§ Directions for this task
Once the line containing "mountain? Indicate one point per instance." is found in the material below, it and every line after it should be transcribed exactly, with pictures left out and nothing added.

§ Records supplied
*** Block opens ***

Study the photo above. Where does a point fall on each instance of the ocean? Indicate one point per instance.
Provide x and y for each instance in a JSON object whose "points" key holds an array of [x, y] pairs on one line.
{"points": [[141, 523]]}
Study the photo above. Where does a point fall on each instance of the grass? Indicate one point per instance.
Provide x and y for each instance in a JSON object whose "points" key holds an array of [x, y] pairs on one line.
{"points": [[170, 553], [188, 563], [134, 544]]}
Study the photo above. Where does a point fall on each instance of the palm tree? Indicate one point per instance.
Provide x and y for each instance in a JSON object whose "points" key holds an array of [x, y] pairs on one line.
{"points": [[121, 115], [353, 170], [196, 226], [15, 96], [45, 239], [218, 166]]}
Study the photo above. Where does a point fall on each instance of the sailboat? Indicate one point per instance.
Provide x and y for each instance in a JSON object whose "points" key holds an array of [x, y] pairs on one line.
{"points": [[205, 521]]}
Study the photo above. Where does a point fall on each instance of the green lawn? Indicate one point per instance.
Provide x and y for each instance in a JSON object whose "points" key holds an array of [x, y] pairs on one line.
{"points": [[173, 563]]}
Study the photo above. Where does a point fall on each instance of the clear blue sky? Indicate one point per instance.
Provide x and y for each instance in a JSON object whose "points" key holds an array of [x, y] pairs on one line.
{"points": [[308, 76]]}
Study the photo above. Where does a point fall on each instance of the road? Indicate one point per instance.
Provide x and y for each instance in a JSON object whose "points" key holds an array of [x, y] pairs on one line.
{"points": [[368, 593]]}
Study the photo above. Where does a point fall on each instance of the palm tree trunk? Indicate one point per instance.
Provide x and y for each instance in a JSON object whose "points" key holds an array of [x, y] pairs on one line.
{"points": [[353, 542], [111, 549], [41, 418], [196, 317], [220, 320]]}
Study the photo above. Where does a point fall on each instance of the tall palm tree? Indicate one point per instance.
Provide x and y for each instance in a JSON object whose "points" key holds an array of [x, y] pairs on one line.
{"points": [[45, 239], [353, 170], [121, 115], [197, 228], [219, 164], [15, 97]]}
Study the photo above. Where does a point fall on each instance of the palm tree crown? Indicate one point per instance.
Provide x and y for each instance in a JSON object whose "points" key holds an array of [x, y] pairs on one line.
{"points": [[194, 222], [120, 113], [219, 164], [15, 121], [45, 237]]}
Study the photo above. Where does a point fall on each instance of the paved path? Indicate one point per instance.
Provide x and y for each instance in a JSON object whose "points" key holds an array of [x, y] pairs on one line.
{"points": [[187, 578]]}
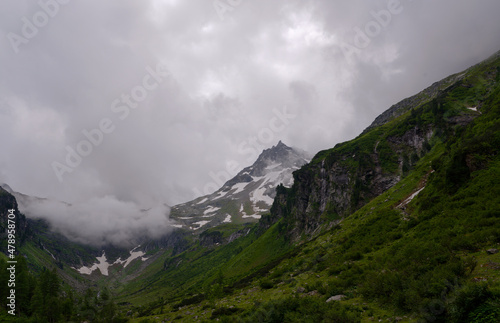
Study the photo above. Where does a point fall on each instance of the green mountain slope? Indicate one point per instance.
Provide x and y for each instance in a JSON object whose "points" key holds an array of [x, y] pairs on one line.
{"points": [[397, 221]]}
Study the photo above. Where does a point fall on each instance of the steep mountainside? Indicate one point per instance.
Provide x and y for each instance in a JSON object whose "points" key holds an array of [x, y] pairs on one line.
{"points": [[399, 224], [245, 197]]}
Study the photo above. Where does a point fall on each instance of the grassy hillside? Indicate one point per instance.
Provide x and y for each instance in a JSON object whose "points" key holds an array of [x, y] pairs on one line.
{"points": [[417, 252]]}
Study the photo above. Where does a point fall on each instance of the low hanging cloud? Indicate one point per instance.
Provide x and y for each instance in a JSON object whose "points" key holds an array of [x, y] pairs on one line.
{"points": [[100, 221]]}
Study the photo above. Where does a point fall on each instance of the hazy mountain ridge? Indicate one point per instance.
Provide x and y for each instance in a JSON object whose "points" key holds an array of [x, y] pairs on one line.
{"points": [[377, 228], [380, 220], [246, 196]]}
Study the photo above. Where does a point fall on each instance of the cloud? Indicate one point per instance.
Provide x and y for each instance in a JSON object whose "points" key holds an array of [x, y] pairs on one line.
{"points": [[101, 220]]}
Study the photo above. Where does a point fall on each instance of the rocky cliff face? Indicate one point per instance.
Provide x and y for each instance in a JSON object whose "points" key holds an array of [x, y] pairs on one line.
{"points": [[341, 180]]}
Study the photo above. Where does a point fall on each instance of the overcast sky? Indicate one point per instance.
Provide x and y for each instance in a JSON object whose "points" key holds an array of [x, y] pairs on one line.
{"points": [[179, 90]]}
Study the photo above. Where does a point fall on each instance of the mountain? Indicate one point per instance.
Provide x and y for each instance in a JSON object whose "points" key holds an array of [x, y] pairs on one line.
{"points": [[245, 197], [400, 224]]}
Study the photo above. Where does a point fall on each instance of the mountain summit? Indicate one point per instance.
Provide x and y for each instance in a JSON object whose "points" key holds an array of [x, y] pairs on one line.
{"points": [[245, 197]]}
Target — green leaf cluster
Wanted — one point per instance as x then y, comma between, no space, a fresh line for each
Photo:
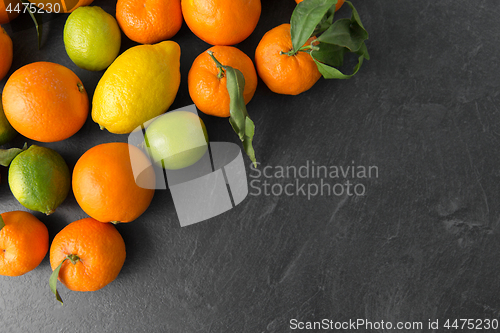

*** Block closes ***

§ Answer section
Study the photo above. Where does a point fall on each instance of the mountain? Indicate one point per instance.
Provide x and y for each instance in a JSON object whose "points" key holds an array of [x, y] pairs on one line.
{"points": [[245, 197], [400, 224]]}
Study the photo above. Where does a point fall on each instance of the mountain summit? Indicate one point per instance.
Provide x and y for each instance in a JSON object whose "points" key holds an array of [x, y] pairs on one line.
{"points": [[245, 197]]}
Target — green leaf cluster
Wanted — one point per instance as x then y, comma between, no space, a fresh line for each
Photo:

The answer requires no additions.